:: Supplied material ::

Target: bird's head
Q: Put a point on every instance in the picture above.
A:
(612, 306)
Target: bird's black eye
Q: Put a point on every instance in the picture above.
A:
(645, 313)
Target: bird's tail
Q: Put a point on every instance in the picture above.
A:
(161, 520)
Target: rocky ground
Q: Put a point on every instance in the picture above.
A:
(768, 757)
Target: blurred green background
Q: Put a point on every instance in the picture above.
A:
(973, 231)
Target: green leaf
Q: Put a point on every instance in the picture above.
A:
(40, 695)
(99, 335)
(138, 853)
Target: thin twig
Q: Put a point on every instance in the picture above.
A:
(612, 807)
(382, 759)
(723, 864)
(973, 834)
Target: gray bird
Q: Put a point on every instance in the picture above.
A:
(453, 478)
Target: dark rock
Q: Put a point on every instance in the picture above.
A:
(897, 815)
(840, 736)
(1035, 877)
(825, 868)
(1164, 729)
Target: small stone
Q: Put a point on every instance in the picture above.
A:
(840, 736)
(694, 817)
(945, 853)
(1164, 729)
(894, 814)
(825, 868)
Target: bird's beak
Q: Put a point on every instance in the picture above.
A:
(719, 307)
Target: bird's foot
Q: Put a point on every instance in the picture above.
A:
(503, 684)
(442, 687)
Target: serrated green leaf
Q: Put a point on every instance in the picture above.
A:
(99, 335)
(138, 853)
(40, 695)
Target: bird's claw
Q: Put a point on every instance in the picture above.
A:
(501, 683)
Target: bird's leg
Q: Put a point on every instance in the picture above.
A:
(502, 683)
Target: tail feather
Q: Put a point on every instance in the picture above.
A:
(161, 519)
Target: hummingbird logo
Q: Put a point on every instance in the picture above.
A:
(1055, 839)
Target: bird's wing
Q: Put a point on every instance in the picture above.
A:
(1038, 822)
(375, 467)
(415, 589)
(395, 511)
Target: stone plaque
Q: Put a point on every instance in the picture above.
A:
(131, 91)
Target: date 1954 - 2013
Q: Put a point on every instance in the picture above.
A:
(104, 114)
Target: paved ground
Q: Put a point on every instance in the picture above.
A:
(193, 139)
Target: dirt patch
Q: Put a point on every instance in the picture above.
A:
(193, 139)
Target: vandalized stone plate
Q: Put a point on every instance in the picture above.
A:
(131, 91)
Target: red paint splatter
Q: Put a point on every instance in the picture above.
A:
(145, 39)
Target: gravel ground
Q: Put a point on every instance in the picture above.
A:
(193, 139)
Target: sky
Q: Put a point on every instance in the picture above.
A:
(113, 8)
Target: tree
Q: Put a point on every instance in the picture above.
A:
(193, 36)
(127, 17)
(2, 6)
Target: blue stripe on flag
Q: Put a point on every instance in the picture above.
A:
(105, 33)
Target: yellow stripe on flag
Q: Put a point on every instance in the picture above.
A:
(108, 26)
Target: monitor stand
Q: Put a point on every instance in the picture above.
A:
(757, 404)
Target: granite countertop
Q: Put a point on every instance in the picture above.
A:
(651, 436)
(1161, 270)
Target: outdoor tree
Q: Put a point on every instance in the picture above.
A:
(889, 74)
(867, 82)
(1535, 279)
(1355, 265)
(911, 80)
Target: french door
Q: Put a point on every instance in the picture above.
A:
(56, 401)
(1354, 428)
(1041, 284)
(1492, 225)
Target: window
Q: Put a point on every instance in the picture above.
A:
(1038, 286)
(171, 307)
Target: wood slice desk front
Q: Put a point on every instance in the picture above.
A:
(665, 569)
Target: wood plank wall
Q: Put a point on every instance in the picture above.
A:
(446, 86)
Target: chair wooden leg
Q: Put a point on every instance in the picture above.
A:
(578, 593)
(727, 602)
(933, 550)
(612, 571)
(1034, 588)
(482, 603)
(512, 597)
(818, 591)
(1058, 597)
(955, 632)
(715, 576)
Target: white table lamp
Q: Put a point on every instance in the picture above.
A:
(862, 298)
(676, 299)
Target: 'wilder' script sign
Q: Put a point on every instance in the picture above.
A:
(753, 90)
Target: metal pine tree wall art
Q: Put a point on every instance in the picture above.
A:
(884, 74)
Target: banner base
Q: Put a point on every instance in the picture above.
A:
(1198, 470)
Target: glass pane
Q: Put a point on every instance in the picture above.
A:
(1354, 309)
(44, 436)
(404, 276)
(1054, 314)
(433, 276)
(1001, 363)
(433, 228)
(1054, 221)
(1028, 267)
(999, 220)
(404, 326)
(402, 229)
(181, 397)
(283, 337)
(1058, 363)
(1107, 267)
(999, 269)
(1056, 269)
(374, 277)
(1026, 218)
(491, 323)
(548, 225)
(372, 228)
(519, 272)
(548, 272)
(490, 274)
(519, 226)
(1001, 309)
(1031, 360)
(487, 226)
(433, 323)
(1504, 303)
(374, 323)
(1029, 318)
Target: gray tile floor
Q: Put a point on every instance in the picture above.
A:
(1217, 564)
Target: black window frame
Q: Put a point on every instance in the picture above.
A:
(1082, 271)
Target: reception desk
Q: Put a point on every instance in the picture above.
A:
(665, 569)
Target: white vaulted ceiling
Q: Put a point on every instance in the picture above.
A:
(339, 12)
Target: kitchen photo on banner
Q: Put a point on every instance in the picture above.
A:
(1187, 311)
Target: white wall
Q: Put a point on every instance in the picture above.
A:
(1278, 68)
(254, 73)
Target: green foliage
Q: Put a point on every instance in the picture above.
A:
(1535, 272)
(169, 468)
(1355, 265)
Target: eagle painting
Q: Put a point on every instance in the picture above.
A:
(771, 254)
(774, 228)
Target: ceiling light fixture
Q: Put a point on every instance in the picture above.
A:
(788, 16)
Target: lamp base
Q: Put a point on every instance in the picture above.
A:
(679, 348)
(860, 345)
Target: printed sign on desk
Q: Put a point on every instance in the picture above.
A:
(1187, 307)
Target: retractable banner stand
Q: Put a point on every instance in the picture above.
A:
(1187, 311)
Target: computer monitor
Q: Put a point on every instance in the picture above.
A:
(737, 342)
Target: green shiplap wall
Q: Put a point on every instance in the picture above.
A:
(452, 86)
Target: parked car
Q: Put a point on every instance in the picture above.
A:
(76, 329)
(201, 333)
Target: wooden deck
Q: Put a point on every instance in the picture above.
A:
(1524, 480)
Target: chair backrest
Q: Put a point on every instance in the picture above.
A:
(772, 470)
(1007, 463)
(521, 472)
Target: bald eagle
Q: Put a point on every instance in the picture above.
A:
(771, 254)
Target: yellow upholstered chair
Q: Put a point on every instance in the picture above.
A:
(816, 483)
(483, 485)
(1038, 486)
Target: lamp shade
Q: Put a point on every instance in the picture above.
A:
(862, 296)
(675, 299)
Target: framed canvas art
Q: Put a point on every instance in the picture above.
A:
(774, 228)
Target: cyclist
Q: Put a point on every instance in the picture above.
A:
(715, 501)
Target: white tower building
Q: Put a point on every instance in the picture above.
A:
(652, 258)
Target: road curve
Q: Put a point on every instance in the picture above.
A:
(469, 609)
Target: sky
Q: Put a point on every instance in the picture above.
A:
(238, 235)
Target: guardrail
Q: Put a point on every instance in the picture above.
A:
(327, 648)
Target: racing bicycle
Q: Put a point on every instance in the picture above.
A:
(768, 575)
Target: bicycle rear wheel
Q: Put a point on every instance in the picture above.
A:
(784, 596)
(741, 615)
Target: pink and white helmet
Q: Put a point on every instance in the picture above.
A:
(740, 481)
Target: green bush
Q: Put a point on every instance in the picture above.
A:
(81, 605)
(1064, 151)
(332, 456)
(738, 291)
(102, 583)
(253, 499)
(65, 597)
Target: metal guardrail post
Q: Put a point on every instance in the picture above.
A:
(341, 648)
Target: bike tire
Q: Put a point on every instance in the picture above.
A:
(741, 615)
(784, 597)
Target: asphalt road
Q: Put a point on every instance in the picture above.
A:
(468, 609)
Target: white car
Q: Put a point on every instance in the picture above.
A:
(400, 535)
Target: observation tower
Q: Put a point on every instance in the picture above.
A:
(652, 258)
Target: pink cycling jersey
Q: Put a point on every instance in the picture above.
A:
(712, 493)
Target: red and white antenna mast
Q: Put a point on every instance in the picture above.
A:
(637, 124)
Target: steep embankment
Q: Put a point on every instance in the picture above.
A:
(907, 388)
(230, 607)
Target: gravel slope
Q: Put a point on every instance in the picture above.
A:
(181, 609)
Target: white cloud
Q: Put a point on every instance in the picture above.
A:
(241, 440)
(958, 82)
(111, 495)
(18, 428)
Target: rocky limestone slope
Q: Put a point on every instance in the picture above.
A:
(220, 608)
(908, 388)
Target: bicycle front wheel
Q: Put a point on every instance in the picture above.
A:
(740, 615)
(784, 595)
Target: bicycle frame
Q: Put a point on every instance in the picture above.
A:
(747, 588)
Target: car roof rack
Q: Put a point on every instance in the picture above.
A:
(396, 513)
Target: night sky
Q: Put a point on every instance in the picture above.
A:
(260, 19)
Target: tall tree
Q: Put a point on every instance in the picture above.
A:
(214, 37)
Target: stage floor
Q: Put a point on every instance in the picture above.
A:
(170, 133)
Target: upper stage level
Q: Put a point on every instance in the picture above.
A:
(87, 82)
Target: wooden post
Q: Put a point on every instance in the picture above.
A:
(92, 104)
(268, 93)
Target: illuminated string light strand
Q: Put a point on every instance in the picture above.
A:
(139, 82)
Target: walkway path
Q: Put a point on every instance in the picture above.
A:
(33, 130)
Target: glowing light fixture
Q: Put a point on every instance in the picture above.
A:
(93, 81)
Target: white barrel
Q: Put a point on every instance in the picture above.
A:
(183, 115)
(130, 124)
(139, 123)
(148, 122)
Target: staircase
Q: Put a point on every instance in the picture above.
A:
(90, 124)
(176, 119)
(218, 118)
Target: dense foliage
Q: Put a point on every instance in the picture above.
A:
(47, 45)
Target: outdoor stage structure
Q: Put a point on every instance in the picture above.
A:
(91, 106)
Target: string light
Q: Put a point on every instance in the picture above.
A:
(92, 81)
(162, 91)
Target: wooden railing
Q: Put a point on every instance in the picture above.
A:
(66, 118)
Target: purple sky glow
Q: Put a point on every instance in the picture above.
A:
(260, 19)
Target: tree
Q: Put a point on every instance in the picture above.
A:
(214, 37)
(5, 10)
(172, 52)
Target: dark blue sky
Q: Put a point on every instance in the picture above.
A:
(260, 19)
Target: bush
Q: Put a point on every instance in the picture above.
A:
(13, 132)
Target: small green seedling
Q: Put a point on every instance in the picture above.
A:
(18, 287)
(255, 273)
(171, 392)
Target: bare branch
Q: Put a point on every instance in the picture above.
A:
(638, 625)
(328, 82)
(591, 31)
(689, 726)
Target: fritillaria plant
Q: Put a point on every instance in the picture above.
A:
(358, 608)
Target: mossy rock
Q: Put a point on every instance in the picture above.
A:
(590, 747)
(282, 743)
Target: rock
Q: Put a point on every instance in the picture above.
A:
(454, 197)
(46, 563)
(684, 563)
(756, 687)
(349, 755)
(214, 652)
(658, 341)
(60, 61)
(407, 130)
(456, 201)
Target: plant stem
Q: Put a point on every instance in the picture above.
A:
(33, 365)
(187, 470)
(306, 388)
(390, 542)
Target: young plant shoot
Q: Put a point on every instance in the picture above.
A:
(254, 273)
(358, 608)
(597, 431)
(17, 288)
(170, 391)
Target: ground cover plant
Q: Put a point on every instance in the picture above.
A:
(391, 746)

:::

> _Exercise_: Rewrite the stretch of the listing from the line containing "Target: ground cover plant" through the end of the listing, requests included, and offset every coordinate in the answers by -105.

> _Exercise response_:
Target: ground cover plant
Q: Put a point on every instance in the picture above.
A:
(286, 641)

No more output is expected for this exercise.